*EXTRAIT DU TEXTE*.
**********
Ce n'est pas le BO qui dira le contraire. Après une fin de saison 2007-2008 douloureuse, Biarritz pensait sans doute (et avec lui l'ensemble de ses supporters) repartir du bon pied en août dernier. Las, les résultats sont toujours aussi médiocres. Malgré des intentions et une bonne volonté indéniable, les joueurs Biarrots semblent incapables de retrouver l'efficacité qui faisait leur force il y a peu encore. Et ce ne sont pas les changements intervenus à la tête de l'équipe qui ont (au moins pour l'instant), changé quoi que ce soit. Biarritz va débuter 2009 à la dixième place du Top14. Les demi-finales ne sont plus, sauf miracle, à l'ordre du jour. Les dirigeants biarrots, et particulièrement Serge Blanco, redevenu président du club après Marcel Martin, vont avoir du pain sur la planche (de surf, cela va de soi) pour redonner des couleurs au club de la côte Basque.
**********
*ENREGISTREMENTS FOURNIS*.
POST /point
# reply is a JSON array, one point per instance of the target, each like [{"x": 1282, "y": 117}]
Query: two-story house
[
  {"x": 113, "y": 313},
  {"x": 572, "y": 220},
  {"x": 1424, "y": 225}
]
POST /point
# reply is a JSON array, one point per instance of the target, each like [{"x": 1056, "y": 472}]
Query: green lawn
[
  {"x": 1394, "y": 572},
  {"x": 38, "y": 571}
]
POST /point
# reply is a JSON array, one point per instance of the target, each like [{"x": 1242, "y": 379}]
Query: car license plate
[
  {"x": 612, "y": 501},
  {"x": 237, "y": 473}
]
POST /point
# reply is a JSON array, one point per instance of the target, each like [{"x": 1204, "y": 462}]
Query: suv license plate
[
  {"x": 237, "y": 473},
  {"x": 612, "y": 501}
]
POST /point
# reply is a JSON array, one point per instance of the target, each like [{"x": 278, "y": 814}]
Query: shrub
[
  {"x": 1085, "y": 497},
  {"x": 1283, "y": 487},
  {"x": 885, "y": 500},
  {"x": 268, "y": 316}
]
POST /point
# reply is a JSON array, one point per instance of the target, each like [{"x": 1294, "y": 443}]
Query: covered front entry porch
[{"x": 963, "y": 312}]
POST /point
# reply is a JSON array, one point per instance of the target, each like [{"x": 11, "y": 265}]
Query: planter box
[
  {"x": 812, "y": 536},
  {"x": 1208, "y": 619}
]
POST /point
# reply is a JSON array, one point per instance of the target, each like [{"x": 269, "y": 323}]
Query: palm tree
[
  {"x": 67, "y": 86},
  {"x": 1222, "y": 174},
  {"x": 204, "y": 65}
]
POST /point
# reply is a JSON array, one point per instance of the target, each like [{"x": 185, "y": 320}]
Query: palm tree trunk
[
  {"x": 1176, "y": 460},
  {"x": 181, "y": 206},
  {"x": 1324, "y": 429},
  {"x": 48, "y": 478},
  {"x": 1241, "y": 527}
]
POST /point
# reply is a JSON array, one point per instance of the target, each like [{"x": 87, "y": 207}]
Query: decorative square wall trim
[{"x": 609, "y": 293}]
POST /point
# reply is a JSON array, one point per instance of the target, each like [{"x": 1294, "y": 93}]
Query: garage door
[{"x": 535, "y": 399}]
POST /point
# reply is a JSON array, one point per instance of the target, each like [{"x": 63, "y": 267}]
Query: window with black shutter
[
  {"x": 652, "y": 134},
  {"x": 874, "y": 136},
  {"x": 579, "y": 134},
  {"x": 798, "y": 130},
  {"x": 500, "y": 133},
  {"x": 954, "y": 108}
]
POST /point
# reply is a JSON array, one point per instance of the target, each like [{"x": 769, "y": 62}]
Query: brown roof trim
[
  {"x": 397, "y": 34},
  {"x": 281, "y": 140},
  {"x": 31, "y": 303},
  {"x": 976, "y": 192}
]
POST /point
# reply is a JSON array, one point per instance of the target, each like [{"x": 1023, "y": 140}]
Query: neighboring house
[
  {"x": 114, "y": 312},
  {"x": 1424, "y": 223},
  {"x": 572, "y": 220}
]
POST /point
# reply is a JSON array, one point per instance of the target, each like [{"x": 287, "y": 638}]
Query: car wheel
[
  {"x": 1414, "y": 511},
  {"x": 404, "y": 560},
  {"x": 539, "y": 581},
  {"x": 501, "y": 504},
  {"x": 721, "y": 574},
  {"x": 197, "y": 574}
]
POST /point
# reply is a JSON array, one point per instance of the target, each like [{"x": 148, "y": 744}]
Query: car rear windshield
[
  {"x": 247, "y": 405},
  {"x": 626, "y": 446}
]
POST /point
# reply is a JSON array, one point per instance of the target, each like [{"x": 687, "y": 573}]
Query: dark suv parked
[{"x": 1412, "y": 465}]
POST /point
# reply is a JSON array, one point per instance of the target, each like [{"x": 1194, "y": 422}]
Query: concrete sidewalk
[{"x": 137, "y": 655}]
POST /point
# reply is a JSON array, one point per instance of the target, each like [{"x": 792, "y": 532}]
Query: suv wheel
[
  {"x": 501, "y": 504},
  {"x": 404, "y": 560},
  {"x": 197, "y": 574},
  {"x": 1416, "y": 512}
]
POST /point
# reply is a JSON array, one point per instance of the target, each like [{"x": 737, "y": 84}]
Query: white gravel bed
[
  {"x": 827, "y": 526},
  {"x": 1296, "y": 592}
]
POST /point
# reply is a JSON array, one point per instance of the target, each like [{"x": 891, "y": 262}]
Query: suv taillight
**********
*CONSIGNE*.
Reprenez le texte sur la saison difficile du club de Biarritz là où il s'arrête, et poursuivez-en la rédaction. Les enregistrements n'ont aucun lien avec le texte.

*RÉPONSE ATTENDUE*.
Clermont, 9 de chute...
A ce stade, on ne peut plus parler de série noire, mais plutôt de malédiction. Comment l'ASM a-t-il pu laisser échapper le Brennus que tous lui promettaient au terme d'une saison 207-2008 impressionnante ?
Tout simplement en tombant contre un Stade Toulousain des grands soirs, faisant le coup du Biarritz 2006, en puisant dans une défaite en finale de H Cup (contre le Munster...comme le BO) des motifs de motivation plutôt que de découragement.
Au terme
d'une rencontre de très haut niveau, riche d'intensité et de jeu,
les hommes de Vern Cotter ont dû reconnaître la supériorité
Toulousaine. La détresse des supporters jaune-et-bleu faisait peine
à voir et contrastait avec la joie des fans du Stade Toulousain
fêtant le 17ème titre national de leur équipe
favorite.
On se disait qu'après cette neuvième défaite en autant de finales, l'ASM Clermont Auvergne aurait bien du mal à retrouver la gnac nécessaire à une nouvelle tentative. A cet égard, le choix de ne pas bouleverser l'effectif pour la saison 2008-2009 semblait critiquable. Pourtant, après un départ difficile, Clermont semble avoir retrouvé ses moyens et pointe à la 5ème place du classement, à deux petits points de l'Aviron Bayonnais. Il est trop tôt pour mesurer pleinement les chances des Auvergnat de ramener enfin le bout de bois place de Jaude. Mais il y a fort à parier qu'ils se mêleront au sprint final.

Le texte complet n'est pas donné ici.